**About this task**
Set down the final stretch of the data, from the line that holds "wall. Keep to one point per instance." through the last line, both included, with pictures left out.

*** Opening Extracted records ***

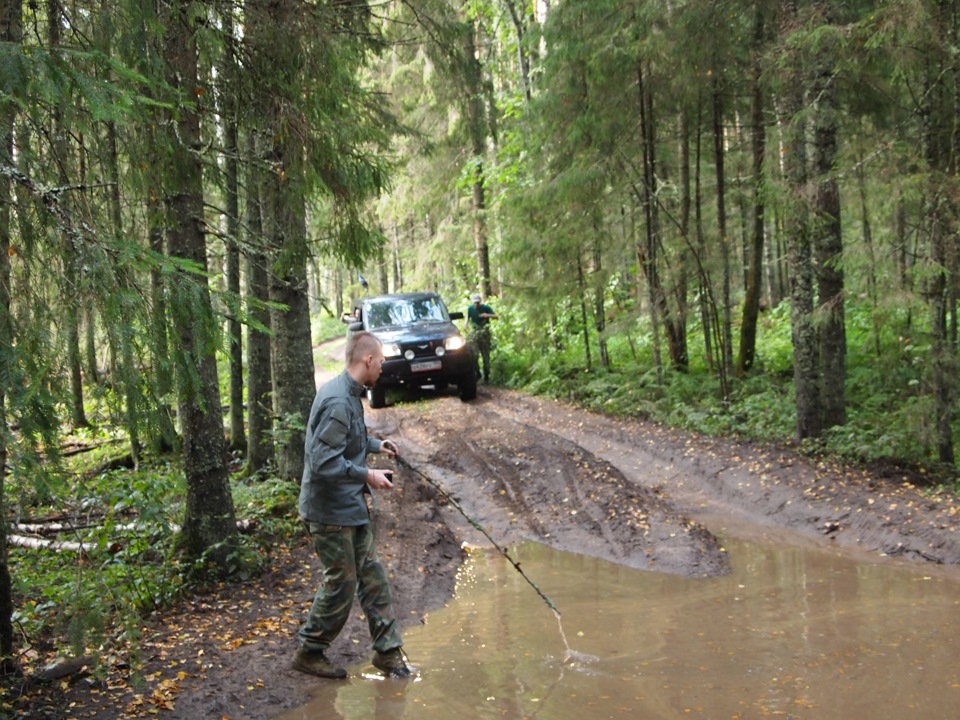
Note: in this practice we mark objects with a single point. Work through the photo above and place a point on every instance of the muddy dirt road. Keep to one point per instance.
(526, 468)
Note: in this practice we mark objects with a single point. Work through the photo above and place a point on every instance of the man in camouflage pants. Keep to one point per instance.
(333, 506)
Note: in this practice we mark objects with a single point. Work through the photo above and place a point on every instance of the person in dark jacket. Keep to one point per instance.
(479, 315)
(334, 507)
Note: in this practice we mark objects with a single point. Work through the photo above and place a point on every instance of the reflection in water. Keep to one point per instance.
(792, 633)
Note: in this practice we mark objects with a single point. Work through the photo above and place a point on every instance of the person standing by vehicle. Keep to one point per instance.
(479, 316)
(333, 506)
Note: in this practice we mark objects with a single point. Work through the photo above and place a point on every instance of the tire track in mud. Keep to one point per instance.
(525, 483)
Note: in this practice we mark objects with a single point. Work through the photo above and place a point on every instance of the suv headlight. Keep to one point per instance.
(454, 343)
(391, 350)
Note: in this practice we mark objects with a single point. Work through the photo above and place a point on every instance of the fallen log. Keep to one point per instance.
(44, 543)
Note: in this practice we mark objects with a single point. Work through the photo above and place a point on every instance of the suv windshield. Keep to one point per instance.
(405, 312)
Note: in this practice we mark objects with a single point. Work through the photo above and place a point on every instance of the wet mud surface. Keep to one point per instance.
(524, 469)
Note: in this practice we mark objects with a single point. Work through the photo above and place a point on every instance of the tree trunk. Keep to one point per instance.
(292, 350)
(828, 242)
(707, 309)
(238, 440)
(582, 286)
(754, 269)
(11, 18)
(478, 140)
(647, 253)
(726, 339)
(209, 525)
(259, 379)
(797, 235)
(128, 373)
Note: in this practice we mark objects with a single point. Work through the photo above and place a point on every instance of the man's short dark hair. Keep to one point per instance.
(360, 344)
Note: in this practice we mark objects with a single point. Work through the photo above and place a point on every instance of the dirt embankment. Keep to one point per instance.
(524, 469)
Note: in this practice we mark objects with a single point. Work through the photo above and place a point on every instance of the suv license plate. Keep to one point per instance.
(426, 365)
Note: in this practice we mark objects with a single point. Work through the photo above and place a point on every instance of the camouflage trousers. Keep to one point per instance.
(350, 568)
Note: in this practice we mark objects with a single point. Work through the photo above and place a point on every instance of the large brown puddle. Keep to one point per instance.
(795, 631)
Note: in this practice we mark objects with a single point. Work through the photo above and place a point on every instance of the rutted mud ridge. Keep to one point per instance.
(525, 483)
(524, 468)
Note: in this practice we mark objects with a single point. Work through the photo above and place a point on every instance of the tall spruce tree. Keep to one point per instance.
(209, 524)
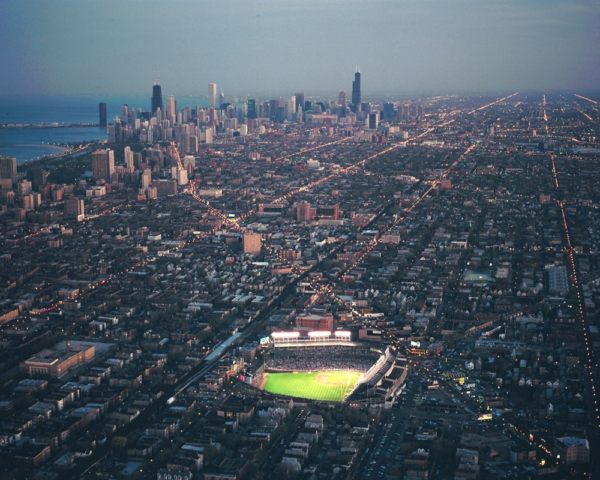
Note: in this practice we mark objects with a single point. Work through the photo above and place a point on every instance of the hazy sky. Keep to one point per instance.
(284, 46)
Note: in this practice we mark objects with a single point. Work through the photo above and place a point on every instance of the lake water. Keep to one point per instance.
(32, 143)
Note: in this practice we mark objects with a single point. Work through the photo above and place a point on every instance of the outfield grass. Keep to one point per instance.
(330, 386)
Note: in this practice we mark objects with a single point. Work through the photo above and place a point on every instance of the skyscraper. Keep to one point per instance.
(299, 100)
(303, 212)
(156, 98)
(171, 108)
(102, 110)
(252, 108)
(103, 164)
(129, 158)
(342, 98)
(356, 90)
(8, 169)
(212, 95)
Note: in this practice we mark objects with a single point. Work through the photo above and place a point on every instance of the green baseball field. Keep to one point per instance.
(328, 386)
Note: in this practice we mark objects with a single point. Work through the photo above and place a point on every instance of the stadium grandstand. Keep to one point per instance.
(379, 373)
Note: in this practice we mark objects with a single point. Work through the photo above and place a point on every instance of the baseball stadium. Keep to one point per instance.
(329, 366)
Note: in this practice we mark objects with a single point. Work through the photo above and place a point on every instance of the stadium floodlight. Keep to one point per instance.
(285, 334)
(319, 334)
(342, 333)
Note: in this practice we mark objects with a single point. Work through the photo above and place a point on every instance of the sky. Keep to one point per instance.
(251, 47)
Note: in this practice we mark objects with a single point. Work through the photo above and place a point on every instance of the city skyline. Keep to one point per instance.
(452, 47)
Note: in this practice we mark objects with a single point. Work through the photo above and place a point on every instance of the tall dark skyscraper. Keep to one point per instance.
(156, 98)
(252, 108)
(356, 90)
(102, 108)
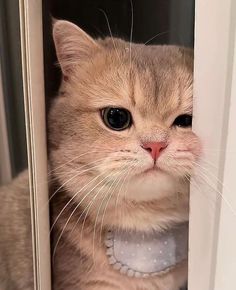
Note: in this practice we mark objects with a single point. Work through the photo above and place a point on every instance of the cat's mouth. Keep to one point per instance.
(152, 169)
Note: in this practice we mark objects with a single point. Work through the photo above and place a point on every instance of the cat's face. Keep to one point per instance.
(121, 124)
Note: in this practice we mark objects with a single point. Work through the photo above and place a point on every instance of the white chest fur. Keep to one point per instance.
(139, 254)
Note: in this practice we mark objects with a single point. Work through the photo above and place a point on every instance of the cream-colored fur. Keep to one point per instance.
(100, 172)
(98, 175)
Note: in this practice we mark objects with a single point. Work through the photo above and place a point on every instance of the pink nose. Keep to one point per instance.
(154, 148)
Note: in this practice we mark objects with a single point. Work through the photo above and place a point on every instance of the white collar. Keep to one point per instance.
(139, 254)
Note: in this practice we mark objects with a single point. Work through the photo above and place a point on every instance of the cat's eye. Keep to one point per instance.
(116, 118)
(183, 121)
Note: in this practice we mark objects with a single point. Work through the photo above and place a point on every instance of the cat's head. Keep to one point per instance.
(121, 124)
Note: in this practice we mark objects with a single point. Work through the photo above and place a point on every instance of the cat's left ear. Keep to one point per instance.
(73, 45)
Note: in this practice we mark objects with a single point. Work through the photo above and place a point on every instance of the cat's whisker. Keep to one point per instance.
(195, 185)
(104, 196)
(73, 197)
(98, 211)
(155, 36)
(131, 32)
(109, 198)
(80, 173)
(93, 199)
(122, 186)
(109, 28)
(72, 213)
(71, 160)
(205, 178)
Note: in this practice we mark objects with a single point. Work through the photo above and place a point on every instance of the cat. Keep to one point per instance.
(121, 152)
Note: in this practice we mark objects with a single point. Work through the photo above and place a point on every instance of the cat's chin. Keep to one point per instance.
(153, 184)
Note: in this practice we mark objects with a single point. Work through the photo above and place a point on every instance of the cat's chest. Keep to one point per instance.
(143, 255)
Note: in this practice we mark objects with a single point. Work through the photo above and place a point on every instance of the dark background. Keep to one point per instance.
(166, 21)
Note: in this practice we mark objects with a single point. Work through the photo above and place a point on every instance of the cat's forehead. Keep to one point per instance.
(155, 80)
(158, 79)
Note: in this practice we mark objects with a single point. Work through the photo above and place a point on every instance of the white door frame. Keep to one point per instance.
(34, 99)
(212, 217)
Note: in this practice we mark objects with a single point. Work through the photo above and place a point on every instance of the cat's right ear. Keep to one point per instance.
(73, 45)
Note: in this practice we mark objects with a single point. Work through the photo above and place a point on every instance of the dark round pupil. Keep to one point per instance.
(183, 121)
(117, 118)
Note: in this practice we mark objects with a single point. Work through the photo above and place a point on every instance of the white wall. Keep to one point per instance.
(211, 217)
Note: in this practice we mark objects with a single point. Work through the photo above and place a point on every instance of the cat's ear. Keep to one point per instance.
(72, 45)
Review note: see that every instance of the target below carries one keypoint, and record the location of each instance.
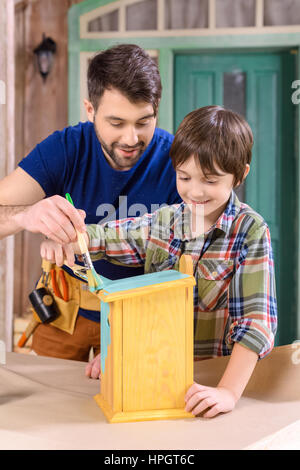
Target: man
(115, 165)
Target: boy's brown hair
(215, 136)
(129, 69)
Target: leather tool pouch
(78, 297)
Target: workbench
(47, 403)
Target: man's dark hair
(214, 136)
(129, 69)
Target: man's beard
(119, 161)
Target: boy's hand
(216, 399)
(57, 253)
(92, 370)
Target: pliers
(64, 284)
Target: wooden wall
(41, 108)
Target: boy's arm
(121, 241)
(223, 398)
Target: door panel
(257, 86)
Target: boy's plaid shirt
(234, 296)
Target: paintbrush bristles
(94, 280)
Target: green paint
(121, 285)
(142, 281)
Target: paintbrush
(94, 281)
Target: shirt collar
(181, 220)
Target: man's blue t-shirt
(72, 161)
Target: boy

*** Closing Extracted records ***

**Response**
Note: in this practice we mark objects with a single point. Work through the photo above and place a point on every instance of the white wall. Keep to one point per instance.
(211, 217)
Note: in this practice we mark objects with a single point. Work through the photo above and place a point on every instance of the cat's ear. Keep to one point per instance.
(72, 45)
Review note: see that every instance of the target below carries one keypoint, and record the location of each instance.
Target: man
(115, 165)
Target: boy's brown hair
(215, 136)
(129, 69)
Target: leather tool pouch
(78, 297)
Target: workbench
(47, 403)
Target: man's dark hair
(214, 136)
(129, 69)
Target: man's beard
(119, 161)
Target: boy's hand
(216, 399)
(57, 253)
(92, 370)
Target: pliers
(64, 284)
Target: wooden wall
(41, 108)
Target: boy's arm
(121, 241)
(223, 398)
Target: door panel
(257, 86)
Target: boy's plaid shirt
(234, 296)
Target: paintbrush bristles
(94, 280)
Target: green paint
(121, 285)
(142, 281)
Target: paintbrush
(94, 281)
Target: shirt collar
(181, 220)
Target: man's blue t-shirt
(72, 161)
Target: boy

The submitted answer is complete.